==== PROVIDED RECORDS
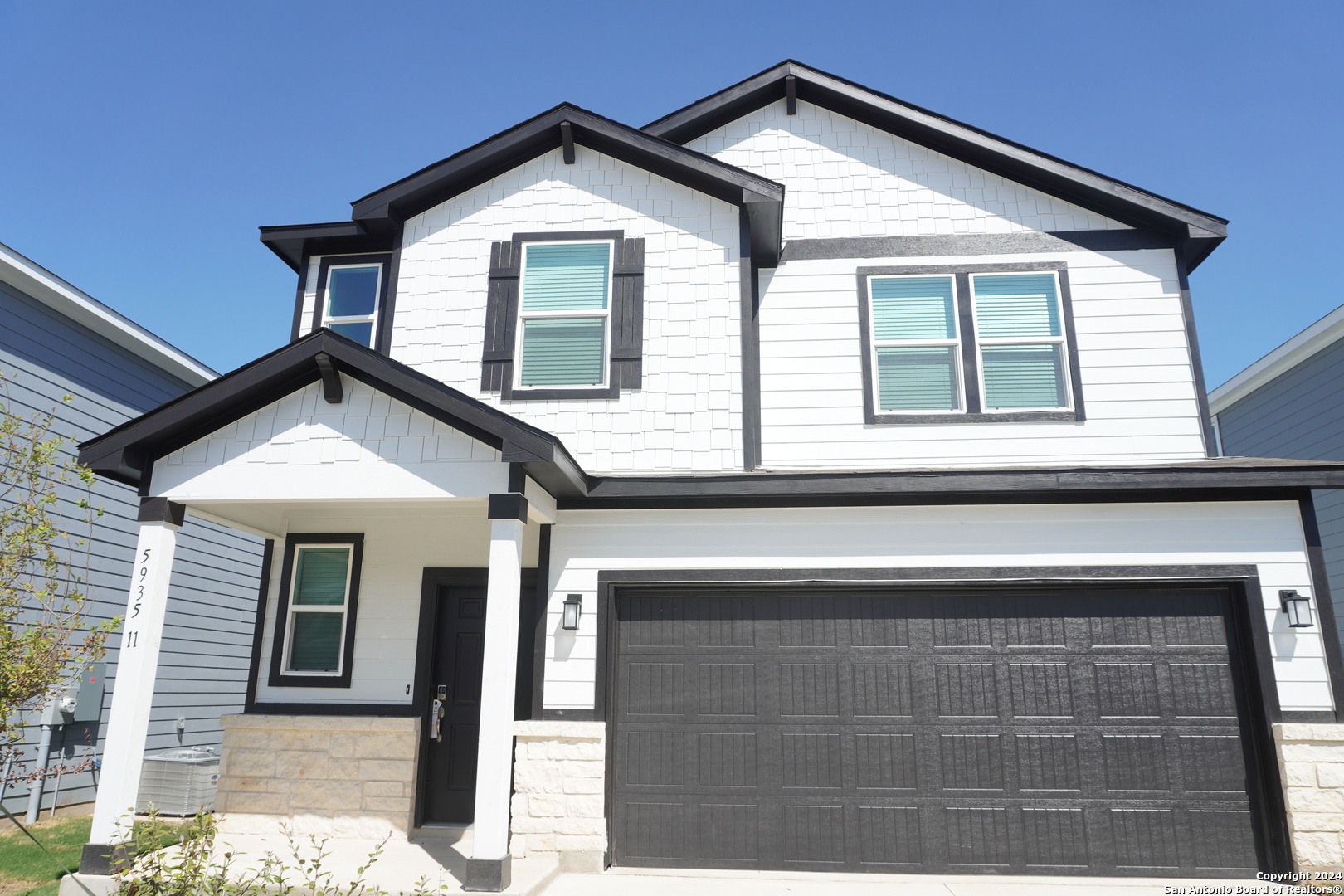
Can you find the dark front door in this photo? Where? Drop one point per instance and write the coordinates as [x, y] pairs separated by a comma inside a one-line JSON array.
[[448, 766], [455, 680], [1031, 731]]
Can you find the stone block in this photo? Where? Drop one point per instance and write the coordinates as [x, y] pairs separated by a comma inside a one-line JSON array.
[[1312, 800], [583, 806], [583, 826], [297, 765], [541, 806], [327, 794], [1329, 774], [257, 804], [249, 762], [386, 770], [385, 746], [385, 789], [387, 804], [583, 786], [1320, 850], [580, 843]]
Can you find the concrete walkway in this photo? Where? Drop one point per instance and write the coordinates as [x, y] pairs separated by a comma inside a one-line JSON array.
[[647, 881]]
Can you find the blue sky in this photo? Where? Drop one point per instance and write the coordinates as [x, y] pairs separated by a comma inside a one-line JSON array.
[[141, 144]]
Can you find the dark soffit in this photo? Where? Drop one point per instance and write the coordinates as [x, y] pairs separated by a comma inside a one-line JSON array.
[[1198, 231]]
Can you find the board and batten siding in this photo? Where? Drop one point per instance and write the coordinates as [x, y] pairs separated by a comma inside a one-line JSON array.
[[1266, 533], [1133, 355], [1300, 414], [689, 412], [207, 635]]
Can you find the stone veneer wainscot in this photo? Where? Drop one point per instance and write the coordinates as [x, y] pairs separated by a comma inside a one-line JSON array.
[[334, 776]]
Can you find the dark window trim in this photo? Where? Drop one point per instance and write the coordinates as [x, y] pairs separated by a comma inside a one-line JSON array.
[[280, 679], [1249, 648], [383, 261], [624, 360], [969, 347]]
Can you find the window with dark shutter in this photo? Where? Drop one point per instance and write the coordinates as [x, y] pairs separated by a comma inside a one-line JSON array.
[[565, 316]]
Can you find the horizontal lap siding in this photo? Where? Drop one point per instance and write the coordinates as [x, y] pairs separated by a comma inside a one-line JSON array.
[[1300, 414], [1262, 533], [203, 663], [1132, 353], [687, 414]]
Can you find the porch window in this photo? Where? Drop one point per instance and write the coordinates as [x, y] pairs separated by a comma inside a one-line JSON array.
[[563, 314], [353, 295], [319, 592]]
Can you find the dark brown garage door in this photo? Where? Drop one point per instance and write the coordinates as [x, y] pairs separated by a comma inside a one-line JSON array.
[[1006, 731]]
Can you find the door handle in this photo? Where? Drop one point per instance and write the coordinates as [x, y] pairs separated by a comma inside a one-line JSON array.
[[436, 731]]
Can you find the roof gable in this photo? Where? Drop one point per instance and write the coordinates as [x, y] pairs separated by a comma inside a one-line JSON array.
[[1196, 231], [377, 217], [128, 451]]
========
Make an exact copy of the records shown above, without the pictures.

Can you find the dark front door in this photo? Where? Drop one point per instance and write the coordinates as [x, y] pairs separated by a comma inside a one-line JSON array.
[[448, 766], [455, 680], [1031, 731]]
Can you find the stone block in this photo? Where? Drop one point per instance and write the coordinates as [x, y] pairs separated by a comma inside a one-line JSON array.
[[1312, 800], [583, 806], [583, 826], [297, 765], [541, 806], [327, 794], [1329, 774], [257, 804], [249, 762], [386, 770], [385, 746], [385, 789], [387, 804], [583, 786], [1320, 850], [580, 843]]
Can you find the concrete walkway in this photo? Where? Drop one point per instance and write the coordinates as [x, y] pairs separated by a comma inside a one-line JSON array.
[[647, 881]]
Can you find the blue sky in this photo? Where? Drop one point per instance and write the coordinates as [x, y] pairs separated by a comma inside a one-line JSON array.
[[141, 144]]
Can you find the dark soffit in this photo? Where? Drop one point per instance and write the coordinates as [x, y] pairs separated by a comma inside a one-line JSON array.
[[1198, 231]]
Can you find the board and batten siding in this photo? Where? Drop one point per instance and write the coordinates as [x, y] pairs separated by a comma inside a one-line JSON array.
[[1266, 533], [1133, 355], [1300, 414], [689, 412], [207, 635]]
Can you find the stone veneer wainscot in this photo? Where? Drop one point per instance and write the coordinates as [x, y] pairs separated by a comma inside a one-line JSON array.
[[334, 776]]
Can you find the dark window trim in this photo? Where? Drop one point per instance and write the coordinates as [x, y] pairs separated by a comma inside a one-line JSON array.
[[280, 679], [1249, 648], [383, 261], [624, 360], [969, 347]]
Can you find the window with dark shutter in this photo? Where? Drop one point per instance and write the coordinates as [x, y] pairs separated by a comma inside a one-line JSON array.
[[565, 316]]
Can you find the horizontal lap siding in this photo? Where? Drop one point per instance and write the coordinates as [x, y] pairs separated by a comma inside a one-line JSON array.
[[1300, 414], [1262, 533], [203, 663], [1132, 353], [687, 414]]
Can you find the porch window in this photo? Where? Drop one point per instance and write the coordinates as [x, y] pairs separated by a comma inside a one-line JSON array.
[[563, 314], [353, 295], [319, 592]]
Can you find the dark brown garage door in this photo? Where? Drop one point per instance and write the coordinates as [x, y] pairs separated by a comma inside a one-line JSON array.
[[1006, 731]]
Can you find the door handle in this photo? Where? Drop one point per instance and write the coordinates as [x, y] pairs separated by a comma inside a one-line JSON array.
[[436, 731]]
Can you find the roof gable in this photo? Where? Drop one point per instance and write the coordinates as [x, y] pairs separated by a comma inside a one-line JSON array.
[[1196, 231], [377, 217], [128, 451]]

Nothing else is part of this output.